# Marinated Olives?



## cooper (Aug 15, 2005)

I frequently make a dish of marinated olives using drained black olives, chopped garlic, olive oil, flavored vinegar, salt, and a little sprinkle of Italian herbs.

But I'd like to make something like those wrinkled black marinated olives you can get at speciality stores.  I don't know what they're called (other than marinated olives) but they're wrinkled, and the flesh is much firmer than regular black olives.

Anyone have a home-made recipe?


----------



## Haggis (Aug 15, 2005)

Could it be a specific type of olive thats giving them the wrinkled appearance rather than the marinating itself?

Take a look there and see if any look familiar.

- _Dataset content_:
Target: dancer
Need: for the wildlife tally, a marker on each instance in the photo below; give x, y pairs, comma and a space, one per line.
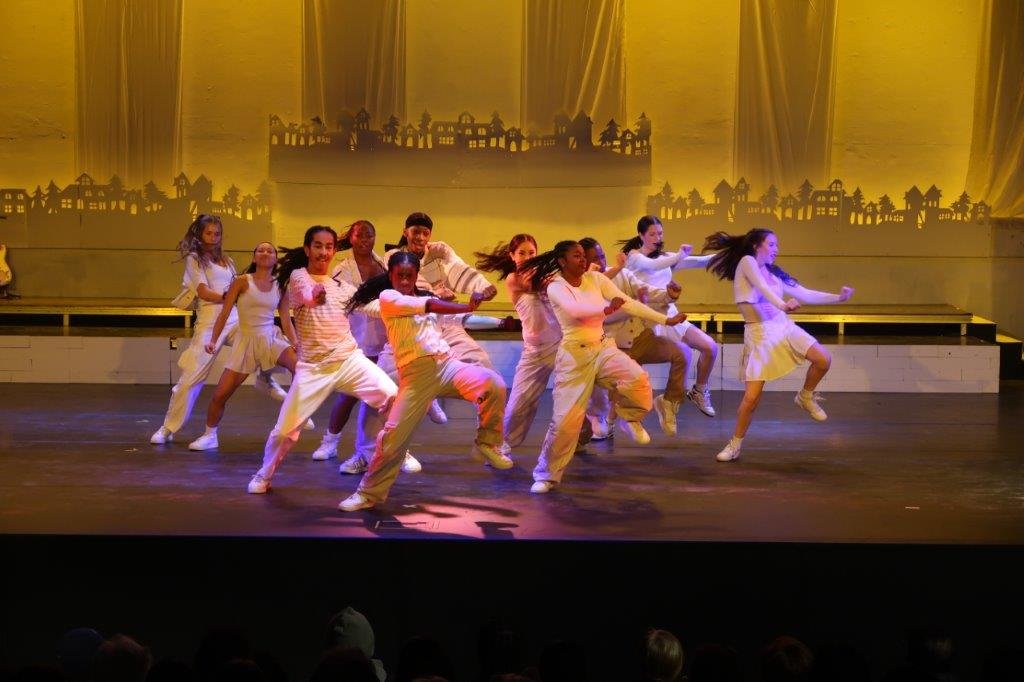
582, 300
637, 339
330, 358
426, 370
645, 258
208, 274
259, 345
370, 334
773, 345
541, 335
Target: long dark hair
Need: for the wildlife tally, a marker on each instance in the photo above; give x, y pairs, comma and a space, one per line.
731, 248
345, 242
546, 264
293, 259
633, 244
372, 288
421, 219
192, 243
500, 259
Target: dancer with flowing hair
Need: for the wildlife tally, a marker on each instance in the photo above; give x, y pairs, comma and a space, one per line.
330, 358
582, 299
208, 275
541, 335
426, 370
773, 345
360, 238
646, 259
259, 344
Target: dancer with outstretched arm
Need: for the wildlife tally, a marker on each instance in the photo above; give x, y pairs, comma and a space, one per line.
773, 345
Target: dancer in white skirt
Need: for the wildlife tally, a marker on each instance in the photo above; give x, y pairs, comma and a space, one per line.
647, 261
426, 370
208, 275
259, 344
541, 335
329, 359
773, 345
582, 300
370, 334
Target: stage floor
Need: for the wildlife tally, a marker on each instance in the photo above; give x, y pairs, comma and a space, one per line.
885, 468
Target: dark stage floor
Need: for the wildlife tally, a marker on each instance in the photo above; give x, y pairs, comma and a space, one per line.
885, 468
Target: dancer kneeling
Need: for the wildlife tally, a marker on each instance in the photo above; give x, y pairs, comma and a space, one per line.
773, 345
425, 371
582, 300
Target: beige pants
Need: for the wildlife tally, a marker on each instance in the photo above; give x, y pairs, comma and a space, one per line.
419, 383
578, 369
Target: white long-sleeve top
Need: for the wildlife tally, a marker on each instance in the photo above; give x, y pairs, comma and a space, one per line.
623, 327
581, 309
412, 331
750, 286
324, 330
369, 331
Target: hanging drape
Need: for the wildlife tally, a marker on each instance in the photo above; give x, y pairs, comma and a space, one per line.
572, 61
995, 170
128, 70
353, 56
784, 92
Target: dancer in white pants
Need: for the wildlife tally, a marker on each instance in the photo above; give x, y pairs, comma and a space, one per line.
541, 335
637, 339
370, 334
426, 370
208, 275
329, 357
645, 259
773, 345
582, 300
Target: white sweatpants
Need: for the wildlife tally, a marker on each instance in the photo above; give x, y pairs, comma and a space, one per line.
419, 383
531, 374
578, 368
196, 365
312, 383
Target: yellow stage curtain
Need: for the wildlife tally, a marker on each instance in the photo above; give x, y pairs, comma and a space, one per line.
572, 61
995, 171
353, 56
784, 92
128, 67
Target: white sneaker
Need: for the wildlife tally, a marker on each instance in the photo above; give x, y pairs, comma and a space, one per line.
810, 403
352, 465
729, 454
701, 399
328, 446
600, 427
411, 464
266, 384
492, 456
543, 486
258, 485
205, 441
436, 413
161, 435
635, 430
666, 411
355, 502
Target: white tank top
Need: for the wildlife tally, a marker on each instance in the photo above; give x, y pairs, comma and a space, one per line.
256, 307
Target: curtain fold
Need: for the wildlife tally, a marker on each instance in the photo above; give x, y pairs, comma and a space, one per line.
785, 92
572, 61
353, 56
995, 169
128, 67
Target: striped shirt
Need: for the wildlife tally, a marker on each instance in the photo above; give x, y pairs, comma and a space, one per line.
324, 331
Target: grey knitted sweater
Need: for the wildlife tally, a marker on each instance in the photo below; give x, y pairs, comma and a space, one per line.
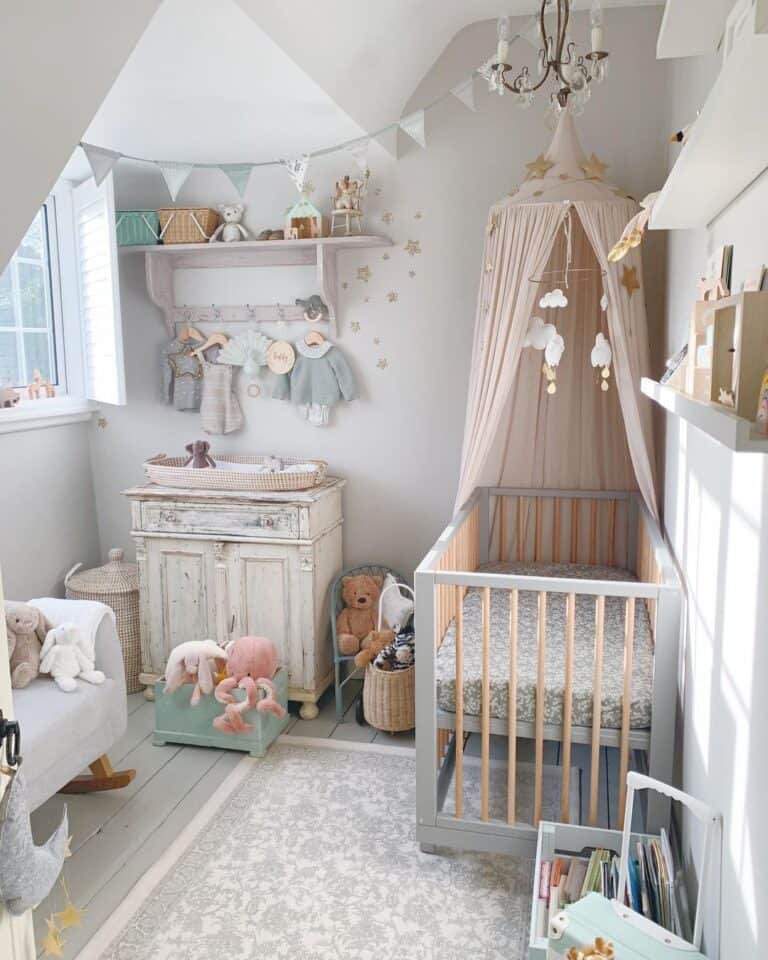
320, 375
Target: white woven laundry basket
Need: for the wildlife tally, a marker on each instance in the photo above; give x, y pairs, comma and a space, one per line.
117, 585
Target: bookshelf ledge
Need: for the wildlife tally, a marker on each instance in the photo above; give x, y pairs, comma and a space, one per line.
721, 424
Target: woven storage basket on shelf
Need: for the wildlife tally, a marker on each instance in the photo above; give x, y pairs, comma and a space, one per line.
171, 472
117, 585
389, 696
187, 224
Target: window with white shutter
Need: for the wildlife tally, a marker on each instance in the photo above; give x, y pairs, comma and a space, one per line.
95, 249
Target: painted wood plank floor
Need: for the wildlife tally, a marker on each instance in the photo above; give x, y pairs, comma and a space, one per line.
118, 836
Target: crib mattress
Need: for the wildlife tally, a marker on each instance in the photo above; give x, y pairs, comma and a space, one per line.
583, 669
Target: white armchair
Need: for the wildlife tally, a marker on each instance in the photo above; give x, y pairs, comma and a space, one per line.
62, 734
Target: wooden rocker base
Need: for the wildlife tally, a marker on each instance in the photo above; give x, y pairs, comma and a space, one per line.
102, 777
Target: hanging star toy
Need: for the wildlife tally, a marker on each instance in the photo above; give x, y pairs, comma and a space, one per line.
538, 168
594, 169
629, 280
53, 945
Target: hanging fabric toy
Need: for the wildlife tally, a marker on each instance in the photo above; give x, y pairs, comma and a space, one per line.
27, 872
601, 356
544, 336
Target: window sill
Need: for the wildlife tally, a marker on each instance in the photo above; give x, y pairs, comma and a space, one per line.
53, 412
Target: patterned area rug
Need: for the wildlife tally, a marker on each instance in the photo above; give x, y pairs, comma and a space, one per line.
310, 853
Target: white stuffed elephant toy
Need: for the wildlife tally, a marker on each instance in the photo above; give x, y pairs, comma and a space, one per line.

- _Written instruction 1_:
Do these statements agree with the marinated olives thread? Answer yes or no for each, quoting the words of the thread that decide it.
(a) cooper's usual olive dish includes chopped garlic.
(b) The wrinkled olives cooper wants have softer flesh than regular black olives.
(c) Haggis wonders whether the olive type, not the marinating, causes the wrinkled look.
- _Written instruction 2_:
Please answer these questions from the marinated olives thread, one line each.
(a) Where does cooper say the wrinkled olives can be bought?
(b) On what date were both posts made?
(c) What kind of herbs does cooper sprinkle on the usual dish?
- _Written instruction 3_: Write a continuation of the marinated olives thread, beginning right after its final post.
The data is separate material from the forum thread on marinated olives.

- _Right answer 1_:
(a) Yes: "chopped garlic"
(b) No: "the flesh is much firmer than regular black olives"
(c) Yes: "a specific type of olive thats giving them the wrinkled appearance rather than the marinating itself"

- _Right answer 2_:
(a) At speciality stores
(b) Aug 15, 2005
(c) Italian herbs

- _Right answer 3_:
http://www.foodsubs.com/Olivpick.html

Oh and by the way, your recipe sounded delicious. One of my personal favourites is simply to marinate Kalamata olives in thyme, lemon juice and a bit of garlic.


----------



## cooper (Aug 16, 2005)

Thanks for the link.  They look just like the Morrocan dry-cured olive, although they say that type is too bitter for snacking.

The French "Nyons" olive is similar.  It's salt-cured.   It did occur to me that salting the olives might make the flesh firmer, but the ones I buy don't taste too salty.

I'll try searching for salt-cured olives and see what I find.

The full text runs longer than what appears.